**Consigne a:** Pouvez-vous transcrire fidèlement tout ce qui va de « Pour la majorité » jusqu'à « de personnes souffrent. » dans le texte à lire ci-dessous ?

**Texte à lire:**
···

Kingston, Canada - Pour les paysans et les petits commerçants vivant sous une monarchie féodale, la seule chose pire que de vivre sous la férule d’un despote pilleur était de ne pas en avoir. Lorsque les excès d’un roi amenaient les dissidents à chercher un remplaçant, tout le monde souffrait. Au cours des guerres, les moissons étaient volées et la jeunesse disparaissait dans le conflit ou la prostitution. Sans doute que la meilleure représentation de ces circonstances se retrouve dans la brillante pièce de théâtre de Bertold Brecht "Mère Courage et ses enfants", histoire qui se déroule au cœur de la Guerre de Trente Ans.

Pour la majorité des citoyens sénégalais, le récent résultat des urnes est vu comme une victoire dans le sens où il permet de ramener le calme dans des rues où les tensions étaient vives et où chacun retourne à ses affaires. Il n’y a pas de doute que le vainqueur, Macky Sall, a obtenu un soutien jubilatoire. Il s’est montré un politicien réel en gardant son calme et son professionnalisme, cependant que la rhétorique fantastique de son opposant, Abdoulaye Wade, sombrait de plus en plus dans la sénilité. D’autre part, Macky donnait des signes d’humilité et une capacité à travailler avec d’autres. Il s’est abandonné aussi à un certain populisme en reconnaissant le fait qu’un grand nombre de personnes souffrent.

···

**Enregistrements extraits:**
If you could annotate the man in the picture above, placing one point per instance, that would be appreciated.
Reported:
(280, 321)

···

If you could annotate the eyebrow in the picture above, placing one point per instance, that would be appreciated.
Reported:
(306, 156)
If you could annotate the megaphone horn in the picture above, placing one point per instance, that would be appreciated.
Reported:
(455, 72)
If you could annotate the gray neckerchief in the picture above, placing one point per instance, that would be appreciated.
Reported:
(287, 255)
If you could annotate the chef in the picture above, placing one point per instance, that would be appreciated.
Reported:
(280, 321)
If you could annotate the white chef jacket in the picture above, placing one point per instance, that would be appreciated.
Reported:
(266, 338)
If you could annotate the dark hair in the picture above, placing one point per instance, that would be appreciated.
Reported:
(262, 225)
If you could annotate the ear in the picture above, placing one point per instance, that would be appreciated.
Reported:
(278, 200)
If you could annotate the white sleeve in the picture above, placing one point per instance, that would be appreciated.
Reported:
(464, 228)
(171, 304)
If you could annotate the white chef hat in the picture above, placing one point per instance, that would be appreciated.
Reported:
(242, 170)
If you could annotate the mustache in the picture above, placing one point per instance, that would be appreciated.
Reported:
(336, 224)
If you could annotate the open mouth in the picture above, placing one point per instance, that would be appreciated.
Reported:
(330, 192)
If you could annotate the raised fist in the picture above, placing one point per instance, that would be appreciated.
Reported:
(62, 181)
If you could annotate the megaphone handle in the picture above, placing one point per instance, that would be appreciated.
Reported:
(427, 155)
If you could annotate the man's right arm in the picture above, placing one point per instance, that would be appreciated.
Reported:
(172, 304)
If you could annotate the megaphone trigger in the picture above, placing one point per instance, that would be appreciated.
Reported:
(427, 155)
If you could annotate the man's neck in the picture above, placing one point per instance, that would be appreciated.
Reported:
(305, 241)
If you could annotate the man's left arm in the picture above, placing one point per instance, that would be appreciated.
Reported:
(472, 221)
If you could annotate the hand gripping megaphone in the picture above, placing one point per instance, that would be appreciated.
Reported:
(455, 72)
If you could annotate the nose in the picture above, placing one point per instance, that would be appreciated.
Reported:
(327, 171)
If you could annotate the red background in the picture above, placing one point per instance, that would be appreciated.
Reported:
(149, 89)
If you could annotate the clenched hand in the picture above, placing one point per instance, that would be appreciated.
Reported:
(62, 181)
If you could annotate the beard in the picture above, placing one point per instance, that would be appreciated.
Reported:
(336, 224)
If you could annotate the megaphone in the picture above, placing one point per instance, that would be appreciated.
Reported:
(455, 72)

···

**Consigne b:** Pouvez-vous filtrer les enregistrements ci-dessus et recopier chaque ligne qui contient le mot « white » ?

**Résultat final a:**
Pour la majorité des citoyens sénégalais, le récent résultat des urnes est vu comme une victoire dans le sens où il permet de ramener le calme dans des rues où les tensions étaient vives et où chacun retourne à ses affaires. Il n’y a pas de doute que le vainqueur, Macky Sall, a obtenu un soutien jubilatoire. Il s’est montré un politicien réel en gardant son calme et son professionnalisme, cependant que la rhétorique fantastique de son opposant, Abdoulaye Wade, sombrait de plus en plus dans la sénilité. D’autre part, Macky donnait des signes d’humilité et une capacité à travailler avec d’autres. Il s’est abandonné aussi à un certain populisme en reconnaissant le fait qu’un grand nombre de personnes souffrent.

**Résultat final b:**
If you could annotate the white chef jacket in the picture above, placing one point per instance, that would be appreciated.
If you could annotate the white sleeve in the picture above, placing one point per instance, that would be appreciated.
If you could annotate the white chef hat in the picture above, placing one point per instance, that would be appreciated.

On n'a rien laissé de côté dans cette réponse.